• [WRITTEN TASK]:
Express the stretch from the line containing "of every ground" through the last of the rows below as a JSON list of strings, one per line, with blank lines left out.

• [ENTRIES SUPPLIED]:
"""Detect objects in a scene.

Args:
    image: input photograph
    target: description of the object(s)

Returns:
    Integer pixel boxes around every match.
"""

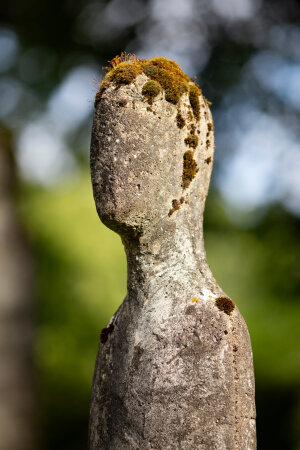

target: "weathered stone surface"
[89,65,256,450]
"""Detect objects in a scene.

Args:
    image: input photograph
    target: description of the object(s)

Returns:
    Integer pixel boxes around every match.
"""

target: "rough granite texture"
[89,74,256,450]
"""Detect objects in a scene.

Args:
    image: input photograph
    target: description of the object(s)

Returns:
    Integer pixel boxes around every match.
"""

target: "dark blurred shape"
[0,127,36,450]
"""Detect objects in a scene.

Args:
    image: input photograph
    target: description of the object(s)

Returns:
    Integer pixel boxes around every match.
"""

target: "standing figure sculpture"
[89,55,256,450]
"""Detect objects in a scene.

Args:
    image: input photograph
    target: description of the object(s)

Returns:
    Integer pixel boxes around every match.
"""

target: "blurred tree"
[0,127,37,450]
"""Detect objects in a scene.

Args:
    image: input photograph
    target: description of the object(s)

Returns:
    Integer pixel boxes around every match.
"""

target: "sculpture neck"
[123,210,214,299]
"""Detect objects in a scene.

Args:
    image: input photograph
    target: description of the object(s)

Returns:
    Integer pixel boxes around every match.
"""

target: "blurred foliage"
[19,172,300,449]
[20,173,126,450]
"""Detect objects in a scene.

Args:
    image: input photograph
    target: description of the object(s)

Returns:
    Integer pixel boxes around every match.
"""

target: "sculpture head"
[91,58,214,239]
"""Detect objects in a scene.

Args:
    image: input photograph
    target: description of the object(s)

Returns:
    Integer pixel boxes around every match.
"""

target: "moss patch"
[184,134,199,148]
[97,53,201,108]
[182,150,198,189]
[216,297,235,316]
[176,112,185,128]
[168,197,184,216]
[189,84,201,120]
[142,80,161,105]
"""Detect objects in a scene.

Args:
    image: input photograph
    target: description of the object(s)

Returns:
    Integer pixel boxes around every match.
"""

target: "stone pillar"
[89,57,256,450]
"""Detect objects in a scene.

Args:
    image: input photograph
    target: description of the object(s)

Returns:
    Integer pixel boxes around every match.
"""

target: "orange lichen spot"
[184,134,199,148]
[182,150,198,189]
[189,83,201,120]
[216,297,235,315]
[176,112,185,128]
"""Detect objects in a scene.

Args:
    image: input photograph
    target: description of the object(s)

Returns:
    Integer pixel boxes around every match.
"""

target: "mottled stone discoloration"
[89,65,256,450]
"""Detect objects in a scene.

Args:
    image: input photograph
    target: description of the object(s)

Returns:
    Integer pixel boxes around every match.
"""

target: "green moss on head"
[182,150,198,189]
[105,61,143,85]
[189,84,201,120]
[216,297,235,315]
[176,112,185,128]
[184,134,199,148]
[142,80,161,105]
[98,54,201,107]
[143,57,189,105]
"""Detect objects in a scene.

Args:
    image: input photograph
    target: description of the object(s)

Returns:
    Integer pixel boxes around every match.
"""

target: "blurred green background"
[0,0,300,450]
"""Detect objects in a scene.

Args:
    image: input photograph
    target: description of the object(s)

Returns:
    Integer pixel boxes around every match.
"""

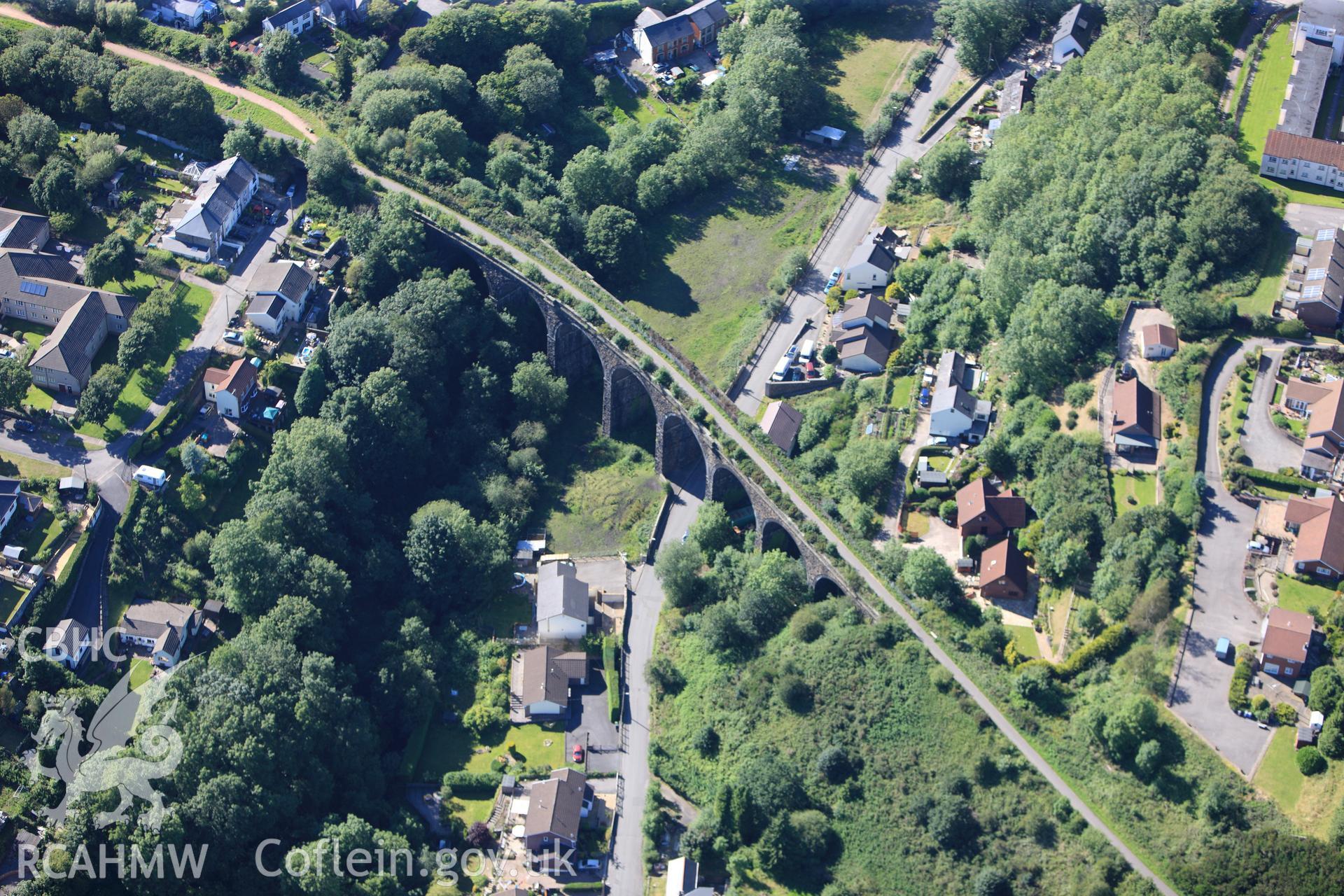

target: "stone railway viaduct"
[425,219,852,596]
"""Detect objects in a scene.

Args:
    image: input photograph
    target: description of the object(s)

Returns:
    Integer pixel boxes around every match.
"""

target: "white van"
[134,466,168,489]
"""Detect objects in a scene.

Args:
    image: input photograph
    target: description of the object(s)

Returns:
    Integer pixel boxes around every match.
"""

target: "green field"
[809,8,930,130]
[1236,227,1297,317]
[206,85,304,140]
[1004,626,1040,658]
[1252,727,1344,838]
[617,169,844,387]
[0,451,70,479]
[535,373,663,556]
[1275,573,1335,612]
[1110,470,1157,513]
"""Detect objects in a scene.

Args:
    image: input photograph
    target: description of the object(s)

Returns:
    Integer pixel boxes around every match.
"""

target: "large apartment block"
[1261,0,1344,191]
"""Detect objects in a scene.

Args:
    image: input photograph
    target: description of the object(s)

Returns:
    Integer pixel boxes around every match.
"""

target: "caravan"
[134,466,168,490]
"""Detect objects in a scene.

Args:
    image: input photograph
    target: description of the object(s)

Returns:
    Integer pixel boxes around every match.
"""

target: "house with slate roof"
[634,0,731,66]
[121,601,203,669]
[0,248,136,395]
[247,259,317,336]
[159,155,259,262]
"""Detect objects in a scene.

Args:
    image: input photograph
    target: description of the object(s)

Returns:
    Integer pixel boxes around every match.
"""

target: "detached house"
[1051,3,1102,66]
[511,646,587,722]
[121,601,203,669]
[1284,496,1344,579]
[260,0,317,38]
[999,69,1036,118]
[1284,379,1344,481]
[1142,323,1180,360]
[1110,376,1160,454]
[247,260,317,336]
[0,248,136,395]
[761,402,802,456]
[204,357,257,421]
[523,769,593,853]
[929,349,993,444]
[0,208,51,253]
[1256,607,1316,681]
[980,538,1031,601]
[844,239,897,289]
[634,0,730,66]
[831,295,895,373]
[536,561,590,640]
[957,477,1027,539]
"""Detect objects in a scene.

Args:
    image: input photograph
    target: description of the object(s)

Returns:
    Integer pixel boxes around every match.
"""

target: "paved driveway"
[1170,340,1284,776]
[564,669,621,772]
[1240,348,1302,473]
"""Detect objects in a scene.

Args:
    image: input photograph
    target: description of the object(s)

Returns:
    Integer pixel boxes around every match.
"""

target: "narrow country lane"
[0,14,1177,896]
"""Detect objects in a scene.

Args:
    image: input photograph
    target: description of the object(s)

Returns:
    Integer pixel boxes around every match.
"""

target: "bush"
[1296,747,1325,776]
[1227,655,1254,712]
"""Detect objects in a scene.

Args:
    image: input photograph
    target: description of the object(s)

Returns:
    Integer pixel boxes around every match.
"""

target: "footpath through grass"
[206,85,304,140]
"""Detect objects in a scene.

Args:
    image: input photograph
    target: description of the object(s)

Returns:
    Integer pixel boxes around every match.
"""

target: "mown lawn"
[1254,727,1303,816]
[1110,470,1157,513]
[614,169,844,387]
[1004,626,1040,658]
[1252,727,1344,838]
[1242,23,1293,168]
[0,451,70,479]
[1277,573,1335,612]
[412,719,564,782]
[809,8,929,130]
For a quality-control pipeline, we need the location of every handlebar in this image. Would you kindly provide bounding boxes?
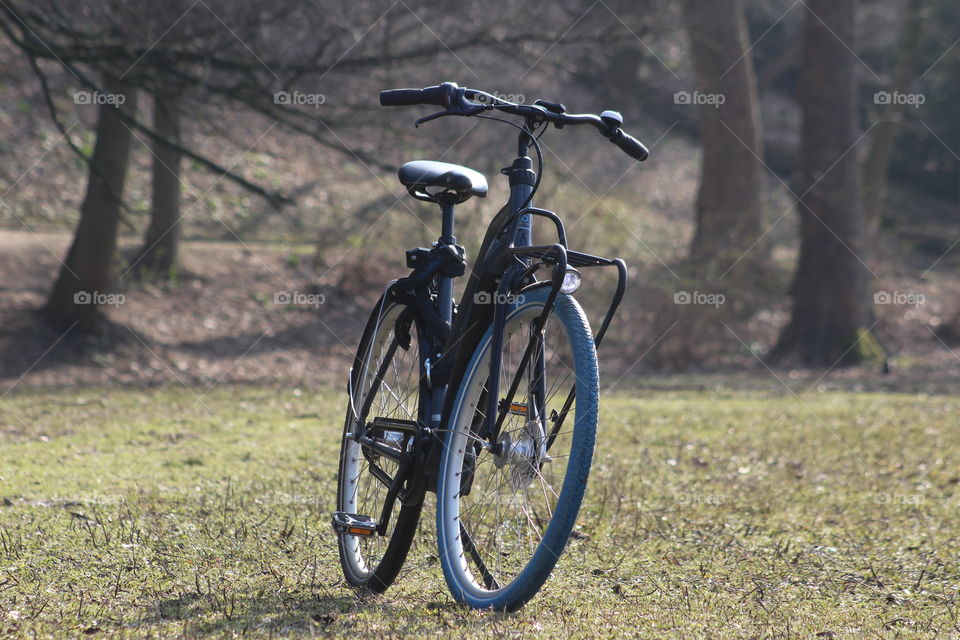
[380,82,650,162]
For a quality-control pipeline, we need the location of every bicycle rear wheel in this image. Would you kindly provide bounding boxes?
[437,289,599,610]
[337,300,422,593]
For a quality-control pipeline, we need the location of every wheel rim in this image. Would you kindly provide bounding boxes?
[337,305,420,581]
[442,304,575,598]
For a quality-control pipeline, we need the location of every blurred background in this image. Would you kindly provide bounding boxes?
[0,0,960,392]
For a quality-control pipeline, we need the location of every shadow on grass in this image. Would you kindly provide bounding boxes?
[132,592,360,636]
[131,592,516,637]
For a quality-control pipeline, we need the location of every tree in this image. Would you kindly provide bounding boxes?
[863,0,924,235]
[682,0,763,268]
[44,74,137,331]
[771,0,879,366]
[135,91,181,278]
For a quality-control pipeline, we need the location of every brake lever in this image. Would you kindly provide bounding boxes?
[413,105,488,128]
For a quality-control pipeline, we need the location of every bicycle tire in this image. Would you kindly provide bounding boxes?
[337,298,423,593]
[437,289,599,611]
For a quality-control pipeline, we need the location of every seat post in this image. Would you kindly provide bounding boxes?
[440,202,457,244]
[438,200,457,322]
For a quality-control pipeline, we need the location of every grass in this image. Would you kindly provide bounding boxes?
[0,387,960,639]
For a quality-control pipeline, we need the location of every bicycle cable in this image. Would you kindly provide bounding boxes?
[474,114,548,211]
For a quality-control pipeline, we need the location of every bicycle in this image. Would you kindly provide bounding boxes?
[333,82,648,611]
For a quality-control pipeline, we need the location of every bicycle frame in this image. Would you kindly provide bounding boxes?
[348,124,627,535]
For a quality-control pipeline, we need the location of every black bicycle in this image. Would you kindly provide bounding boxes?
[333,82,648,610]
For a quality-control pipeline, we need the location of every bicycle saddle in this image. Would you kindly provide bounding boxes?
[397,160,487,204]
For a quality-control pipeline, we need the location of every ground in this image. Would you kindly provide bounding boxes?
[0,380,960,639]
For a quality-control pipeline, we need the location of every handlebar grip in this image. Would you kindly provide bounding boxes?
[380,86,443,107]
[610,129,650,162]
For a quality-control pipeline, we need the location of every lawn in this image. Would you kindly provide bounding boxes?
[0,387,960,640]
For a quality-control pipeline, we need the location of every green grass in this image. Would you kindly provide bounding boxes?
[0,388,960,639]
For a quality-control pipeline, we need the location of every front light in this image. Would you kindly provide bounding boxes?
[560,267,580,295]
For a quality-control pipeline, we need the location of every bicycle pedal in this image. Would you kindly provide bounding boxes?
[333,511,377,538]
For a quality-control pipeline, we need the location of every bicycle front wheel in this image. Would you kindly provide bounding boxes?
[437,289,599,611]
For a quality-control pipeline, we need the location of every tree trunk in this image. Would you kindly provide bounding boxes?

• [WRITTEN REPLY]:
[
  "For a quality-control pipeline, we need the location of every ground in this image. Would you kindly provide bounding boxes?",
  "[0,380,960,639]",
  "For a quality-control pipeline, we need the location of every handlebar grip in this image. Would you kindly provide bounding boxes?",
  "[380,86,443,107]",
  "[610,129,650,162]",
  "For a quality-control pipeline, we need the location of every lawn in this image. Would you kindly provide bounding boxes?",
  "[0,387,960,640]",
  "For a quality-control pipeline, we need the location of every green grass in this image. Would you kindly provide bounding boxes?",
  "[0,388,960,639]",
  "For a quality-control pipeline, we need the location of every front light in this image. Would you kindly provide bounding boxes?",
  "[560,267,580,295]",
  "For a quality-control pipeline, we need the location of every bicycle pedal in this image. Would you kindly provide bounding boxes?",
  "[333,511,377,538]",
  "For a quality-control pipeline, we need the location of every bicycle front wheel in this image. Would you kindly provide bounding boxes?",
  "[437,289,599,611]",
  "For a quality-control pipeline, we need the location of every tree trunk in this image. Would you kindly provide bounding boxes?"
]